_Available data_:
* * *
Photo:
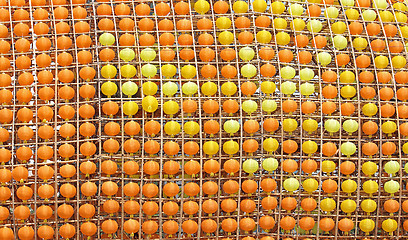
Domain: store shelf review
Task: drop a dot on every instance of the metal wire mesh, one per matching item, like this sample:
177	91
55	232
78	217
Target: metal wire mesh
70	154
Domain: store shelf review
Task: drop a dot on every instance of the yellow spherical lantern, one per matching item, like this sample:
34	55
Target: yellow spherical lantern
230	147
231	126
130	108
328	166
270	145
109	71
369	109
240	7
367	225
289	125
398	62
168	70
109	88
149	88
229	88
348	91
259	6
188	71
348	206
309	147
389	127
360	43
282	38
202	6
268	87
368	206
389	225
209	88
249	106
269	106
310	185
291	184
270	164
369	168
172	128
327	205
264	37
210	148
169	89
191	128
391	187
349	186
223	23
277	7
381	62
370	187
226	37
310	125
189	88
339	27
150	104
170	107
* * *
Count the lines in the items above that contain the word "Target", treating uppercase and lowercase as different. Reply with the number only.

_The result_:
2